Oczyszczalnia ścieków na działce rekreacyjnej czy eko szambo – co wybrać?
Oddzielenie systemów deszczówki od systemu oczyszczania ścieków to jedna z podstawowych zasad, o której niestety nadal zapomina wielu inwestorów budujących domy i instalacje przydomowe. W praktyce takie połączenie może prowadzić do poważnych problemów technicznych, a nawet awarii całej oczyszczalni biologicznej. W tym artykule wyjaśniamy, dlaczego nie należy łączyć deszczówki z oczyszczalnią i jakie są konsekwencje takich działań.
Dlaczego deszczówka szkodzi pracy oczyszczalni?
Choć na pierwszy rzut oka może się wydawać, że woda deszczowa, jako naturalna i czysta, nie powinna zaszkodzić systemowi oczyszczania ścieków, rzeczywistość jest zupełnie inna. Nowoczesne oczyszczalnie biologiczne są projektowane w oparciu o konkretne parametry przepływu, dostosowane do przeciętnego zużycia wody w gospodarstwie domowym. Wprowadzenie dodatkowej, niekontrolowanej ilości wody deszczowej powoduje zakłócenia w pracy układu.

DOSTARCZONE DANE
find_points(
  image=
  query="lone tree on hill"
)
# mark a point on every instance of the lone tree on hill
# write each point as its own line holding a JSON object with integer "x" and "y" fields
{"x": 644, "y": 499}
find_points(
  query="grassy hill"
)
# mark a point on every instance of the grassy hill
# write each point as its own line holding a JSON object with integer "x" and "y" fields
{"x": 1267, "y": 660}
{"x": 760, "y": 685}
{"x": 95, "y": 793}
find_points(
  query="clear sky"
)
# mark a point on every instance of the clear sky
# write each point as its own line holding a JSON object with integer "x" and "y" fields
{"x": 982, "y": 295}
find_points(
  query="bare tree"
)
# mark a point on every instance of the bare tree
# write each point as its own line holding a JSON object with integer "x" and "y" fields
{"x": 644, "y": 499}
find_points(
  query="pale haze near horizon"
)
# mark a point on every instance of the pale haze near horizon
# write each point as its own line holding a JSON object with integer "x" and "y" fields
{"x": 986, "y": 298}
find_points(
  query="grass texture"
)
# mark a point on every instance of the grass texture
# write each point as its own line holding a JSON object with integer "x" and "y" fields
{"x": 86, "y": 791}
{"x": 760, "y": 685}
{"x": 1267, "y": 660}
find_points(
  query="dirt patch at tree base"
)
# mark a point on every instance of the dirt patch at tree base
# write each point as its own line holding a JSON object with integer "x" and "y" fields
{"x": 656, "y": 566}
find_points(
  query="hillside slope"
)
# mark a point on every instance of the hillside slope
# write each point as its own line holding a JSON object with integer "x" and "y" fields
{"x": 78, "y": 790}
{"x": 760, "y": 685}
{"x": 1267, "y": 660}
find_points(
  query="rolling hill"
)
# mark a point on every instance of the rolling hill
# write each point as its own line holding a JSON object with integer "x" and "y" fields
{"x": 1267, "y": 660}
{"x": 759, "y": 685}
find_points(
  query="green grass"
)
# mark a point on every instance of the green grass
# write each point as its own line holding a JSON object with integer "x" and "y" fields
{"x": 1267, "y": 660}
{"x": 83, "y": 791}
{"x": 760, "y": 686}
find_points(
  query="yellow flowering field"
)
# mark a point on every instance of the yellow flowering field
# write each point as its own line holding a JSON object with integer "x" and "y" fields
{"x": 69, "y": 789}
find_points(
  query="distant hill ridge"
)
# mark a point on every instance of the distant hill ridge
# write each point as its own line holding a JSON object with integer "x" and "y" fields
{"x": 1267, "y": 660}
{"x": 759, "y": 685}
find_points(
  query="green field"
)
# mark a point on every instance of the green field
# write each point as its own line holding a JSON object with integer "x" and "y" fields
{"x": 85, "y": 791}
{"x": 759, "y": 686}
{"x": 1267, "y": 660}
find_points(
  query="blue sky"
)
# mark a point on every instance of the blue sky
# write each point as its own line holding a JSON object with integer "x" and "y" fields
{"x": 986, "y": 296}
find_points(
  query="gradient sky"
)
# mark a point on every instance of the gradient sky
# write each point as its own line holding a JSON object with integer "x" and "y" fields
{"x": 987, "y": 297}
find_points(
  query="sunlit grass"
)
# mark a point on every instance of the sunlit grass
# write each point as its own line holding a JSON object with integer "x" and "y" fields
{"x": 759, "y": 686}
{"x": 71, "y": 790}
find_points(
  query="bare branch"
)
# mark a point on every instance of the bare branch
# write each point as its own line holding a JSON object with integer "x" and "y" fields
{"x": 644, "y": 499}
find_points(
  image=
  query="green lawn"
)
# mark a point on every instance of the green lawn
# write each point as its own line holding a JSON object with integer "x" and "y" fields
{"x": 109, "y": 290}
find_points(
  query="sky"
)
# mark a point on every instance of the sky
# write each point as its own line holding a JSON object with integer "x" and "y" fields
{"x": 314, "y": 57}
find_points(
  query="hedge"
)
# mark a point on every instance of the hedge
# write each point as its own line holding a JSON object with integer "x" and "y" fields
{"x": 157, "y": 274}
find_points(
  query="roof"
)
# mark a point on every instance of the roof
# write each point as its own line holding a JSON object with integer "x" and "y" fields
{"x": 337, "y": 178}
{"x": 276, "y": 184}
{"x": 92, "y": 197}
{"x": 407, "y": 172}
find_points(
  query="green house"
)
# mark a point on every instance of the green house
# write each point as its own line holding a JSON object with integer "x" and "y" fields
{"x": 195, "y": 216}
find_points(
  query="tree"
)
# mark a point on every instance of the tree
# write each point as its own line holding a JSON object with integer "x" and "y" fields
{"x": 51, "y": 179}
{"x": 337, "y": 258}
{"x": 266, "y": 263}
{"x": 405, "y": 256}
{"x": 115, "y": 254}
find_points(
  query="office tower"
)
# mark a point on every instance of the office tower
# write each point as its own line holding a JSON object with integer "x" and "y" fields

ZADANIA DO WYKONANIA
• 1. Przetłumacz na angielski to zdanie z tekstu o deszczówce: „Wprowadzenie dodatkowej, niekontrolowanej ilości wody deszczowej powoduje zakłócenia w pracy układu.”
• 2. Dopisz dalszy ciąg tekstu o deszczówce, zaczynając od miejsca po jego ostatnim zdaniu.
Pozycje nie mają tu żadnego znaczenia.

ODPOWIEDZI PO KOLEI
• 1. Introducing an additional, uncontrolled amount of rainwater disrupts the operation of the system.

• 2.
Przede wszystkim nadmiar wody prowadzi do wypłukiwania złoża biologicznego, które odpowiada za rozkład zanieczyszczeń. Kiedy złoże zostaje wypłukane, oczyszczalnia przestaje pełnić swoją funkcję – ścieki nie są odpowiednio oczyszczane, a ich skład chemiczny może zagrażać środowisku. Co więcej, w skrajnych przypadkach zbyt wysoki poziom cieczy w komorach oczyszczalni może doprowadzić do przelania ścieków poza układ i zalania okolicznych gruntów lub instalacji.
Nie mniej istotne jest ryzyko zalania elementów elektronicznych. Wiele oczyszczalni wyposażonych jest w automatykę sterującą, sondy i pompy, które znajdują się w komorach lub ich bezpośrednim sąsiedztwie. Podniesienie poziomu wody na skutek napływu deszczówki może skutkować ich uszkodzeniem, co pociąga za sobą kosztowną naprawę lub wymianę.
Wspólne rozsączanie i zbiorniki – błędna droga
Problemy pojawiają się również wtedy, gdy deszczówka i ścieki są odprowadzane do wspólnego systemu rozsączania. Grunt, nawet piaszczysty czy żwirowy, ma ograniczoną przepustowość. W sytuacji intensywnych opadów, układ rozsączający może się przepełnić. Wtedy dochodzi do cofki – woda miesza się z nieoczyszczonymi ściekami i wraca do oczyszczalni, całkowicie zaburzając jej działanie.
Wydawać by się mogło, że rozwiązaniem może być wspólny zbiornik szczelny, który gromadzi zarówno deszczówkę, jak i oczyszczone ścieki. Niestety, i to nie jest dobre rozwiązanie. Deszczówka, jako miękka i relatywnie czysta woda, może być z powodzeniem wykorzystywana do podlewania ogrodu czy prac porządkowych. W momencie, gdy zostanie zmieszana ze ściekami, traci swoje właściwości użytkowe.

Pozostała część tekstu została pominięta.